## WHAT IS REQUIRED
Nothing but the lines from the line with "of the blurred" through the end of the data is to be copied, and each is to be copied exactly.

Excerpt from a dataset:
**********
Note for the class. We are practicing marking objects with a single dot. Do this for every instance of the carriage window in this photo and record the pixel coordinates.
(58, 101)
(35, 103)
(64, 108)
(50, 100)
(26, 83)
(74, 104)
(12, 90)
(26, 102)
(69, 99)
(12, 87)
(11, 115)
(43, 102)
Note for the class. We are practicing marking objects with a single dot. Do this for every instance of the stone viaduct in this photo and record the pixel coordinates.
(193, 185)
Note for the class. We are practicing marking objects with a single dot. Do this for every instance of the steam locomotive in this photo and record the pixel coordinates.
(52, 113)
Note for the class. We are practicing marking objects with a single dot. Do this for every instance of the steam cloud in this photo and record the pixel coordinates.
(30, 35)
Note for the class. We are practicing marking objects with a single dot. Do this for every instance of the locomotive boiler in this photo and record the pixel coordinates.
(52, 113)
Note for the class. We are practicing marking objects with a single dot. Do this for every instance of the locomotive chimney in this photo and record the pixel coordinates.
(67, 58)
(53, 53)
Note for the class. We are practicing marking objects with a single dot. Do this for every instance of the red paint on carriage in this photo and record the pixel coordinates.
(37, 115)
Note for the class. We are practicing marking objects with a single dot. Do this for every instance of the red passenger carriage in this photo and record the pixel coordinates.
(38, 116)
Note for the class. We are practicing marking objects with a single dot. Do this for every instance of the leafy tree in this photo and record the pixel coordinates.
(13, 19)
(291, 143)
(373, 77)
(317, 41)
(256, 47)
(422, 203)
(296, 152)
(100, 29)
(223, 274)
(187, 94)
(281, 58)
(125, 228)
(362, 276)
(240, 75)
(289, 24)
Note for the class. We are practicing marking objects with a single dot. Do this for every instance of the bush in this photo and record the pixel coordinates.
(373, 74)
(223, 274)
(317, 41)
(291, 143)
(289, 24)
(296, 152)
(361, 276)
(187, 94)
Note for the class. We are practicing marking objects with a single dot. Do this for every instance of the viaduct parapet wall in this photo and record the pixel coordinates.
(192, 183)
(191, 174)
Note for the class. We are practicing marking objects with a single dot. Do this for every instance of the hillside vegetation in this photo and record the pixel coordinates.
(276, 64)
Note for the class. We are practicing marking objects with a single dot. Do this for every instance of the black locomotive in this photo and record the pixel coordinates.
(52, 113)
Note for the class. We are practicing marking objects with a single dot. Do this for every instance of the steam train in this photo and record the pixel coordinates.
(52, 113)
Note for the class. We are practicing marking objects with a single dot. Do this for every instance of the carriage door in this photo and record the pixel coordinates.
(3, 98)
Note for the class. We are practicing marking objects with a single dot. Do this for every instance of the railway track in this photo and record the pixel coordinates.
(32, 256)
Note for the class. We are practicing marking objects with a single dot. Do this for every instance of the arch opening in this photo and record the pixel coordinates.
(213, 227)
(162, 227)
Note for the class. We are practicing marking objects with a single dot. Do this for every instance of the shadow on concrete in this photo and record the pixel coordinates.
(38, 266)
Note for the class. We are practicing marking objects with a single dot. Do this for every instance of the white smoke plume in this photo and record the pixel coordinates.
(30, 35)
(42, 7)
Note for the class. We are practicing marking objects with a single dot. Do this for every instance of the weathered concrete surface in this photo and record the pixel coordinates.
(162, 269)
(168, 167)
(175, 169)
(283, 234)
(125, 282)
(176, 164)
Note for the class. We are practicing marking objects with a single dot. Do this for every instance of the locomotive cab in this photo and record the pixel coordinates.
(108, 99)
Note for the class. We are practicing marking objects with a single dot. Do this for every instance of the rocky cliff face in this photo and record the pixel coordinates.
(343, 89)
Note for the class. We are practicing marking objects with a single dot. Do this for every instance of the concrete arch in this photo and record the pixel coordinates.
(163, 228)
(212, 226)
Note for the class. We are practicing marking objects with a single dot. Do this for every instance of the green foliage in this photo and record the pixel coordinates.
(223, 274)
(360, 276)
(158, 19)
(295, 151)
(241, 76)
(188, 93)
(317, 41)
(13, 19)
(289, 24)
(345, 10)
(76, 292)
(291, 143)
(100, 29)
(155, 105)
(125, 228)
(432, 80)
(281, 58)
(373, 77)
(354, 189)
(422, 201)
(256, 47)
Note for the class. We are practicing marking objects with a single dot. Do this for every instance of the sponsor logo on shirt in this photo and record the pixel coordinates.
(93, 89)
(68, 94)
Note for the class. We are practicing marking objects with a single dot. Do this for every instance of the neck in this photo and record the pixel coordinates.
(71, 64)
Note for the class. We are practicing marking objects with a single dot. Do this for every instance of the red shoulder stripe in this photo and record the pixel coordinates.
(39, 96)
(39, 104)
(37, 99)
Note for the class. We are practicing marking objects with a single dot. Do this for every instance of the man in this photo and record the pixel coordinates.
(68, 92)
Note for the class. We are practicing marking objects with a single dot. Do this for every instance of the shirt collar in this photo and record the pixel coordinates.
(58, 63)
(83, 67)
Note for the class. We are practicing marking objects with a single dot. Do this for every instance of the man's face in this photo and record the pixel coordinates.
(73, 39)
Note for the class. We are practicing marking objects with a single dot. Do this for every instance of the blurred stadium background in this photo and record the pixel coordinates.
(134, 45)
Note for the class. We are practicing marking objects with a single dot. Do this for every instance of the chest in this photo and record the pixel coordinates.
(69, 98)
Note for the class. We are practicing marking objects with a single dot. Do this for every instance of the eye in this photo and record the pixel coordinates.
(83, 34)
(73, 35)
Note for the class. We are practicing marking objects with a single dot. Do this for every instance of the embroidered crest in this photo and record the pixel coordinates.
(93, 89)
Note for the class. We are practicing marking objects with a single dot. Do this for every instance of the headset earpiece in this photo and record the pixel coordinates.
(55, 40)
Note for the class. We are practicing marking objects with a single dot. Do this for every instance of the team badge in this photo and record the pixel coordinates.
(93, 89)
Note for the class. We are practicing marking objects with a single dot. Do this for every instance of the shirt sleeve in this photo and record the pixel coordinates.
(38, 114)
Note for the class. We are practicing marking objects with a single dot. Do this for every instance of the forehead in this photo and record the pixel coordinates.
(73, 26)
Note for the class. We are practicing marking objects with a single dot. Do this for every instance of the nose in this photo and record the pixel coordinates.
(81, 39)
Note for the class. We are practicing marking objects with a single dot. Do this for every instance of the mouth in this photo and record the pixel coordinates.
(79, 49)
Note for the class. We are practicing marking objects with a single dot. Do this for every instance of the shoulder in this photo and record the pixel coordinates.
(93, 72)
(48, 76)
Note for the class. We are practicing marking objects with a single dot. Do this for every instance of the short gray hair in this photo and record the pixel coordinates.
**********
## RESPONSE FOR THIS EXERCISE
Note for the class. We are practicing marking objects with a single dot. Do this for every instance of the blurred stadium background in this photo and record the pixel coordinates.
(134, 45)
Note for the class. We are practicing marking objects with a single dot. Do this for every instance of the chest in this photo and record the pixel coordinates.
(69, 98)
Note for the class. We are practicing marking objects with a single dot. Do this for every instance of the eye in this photo and record the pixel coordinates.
(83, 34)
(73, 35)
Note for the class. We are practicing marking objects with a single dot. Do this for every instance of the embroidered crest in this photo and record the pixel coordinates.
(93, 89)
Note for the class. We are practicing marking objects with a single dot. Do this for every instance of the headset earpiece in this photo and record the pixel coordinates.
(55, 40)
Note for the class. We are practicing marking objects with a single dot. Do this for every instance of the team badge in this photo and record the pixel coordinates.
(93, 89)
Note for the class. We are practicing marking objects with a single dot. Do this for every instance of the shirt sleeve in this photo and record the pixel coordinates.
(38, 114)
Note for the class. We are practicing marking objects with a single dot. Do this for every instance of the forehead in this photo and record the pixel coordinates.
(73, 26)
Note for the class. We are practicing marking objects with a single dot. Do this for every instance of the nose in this photo and record the pixel coordinates.
(81, 39)
Note for the class. We are practicing marking objects with a single dot. Do this for every instance of the mouth in this photo and record the pixel coordinates.
(79, 49)
Note for the class. We are practicing marking objects with a single dot. Do this for every instance of the shoulder in this photo and record the pixel coordinates.
(93, 72)
(48, 76)
Note for the class. We are practicing marking objects with a single dot. Do this for every instance of the short gray hair in this photo and record the pixel coordinates.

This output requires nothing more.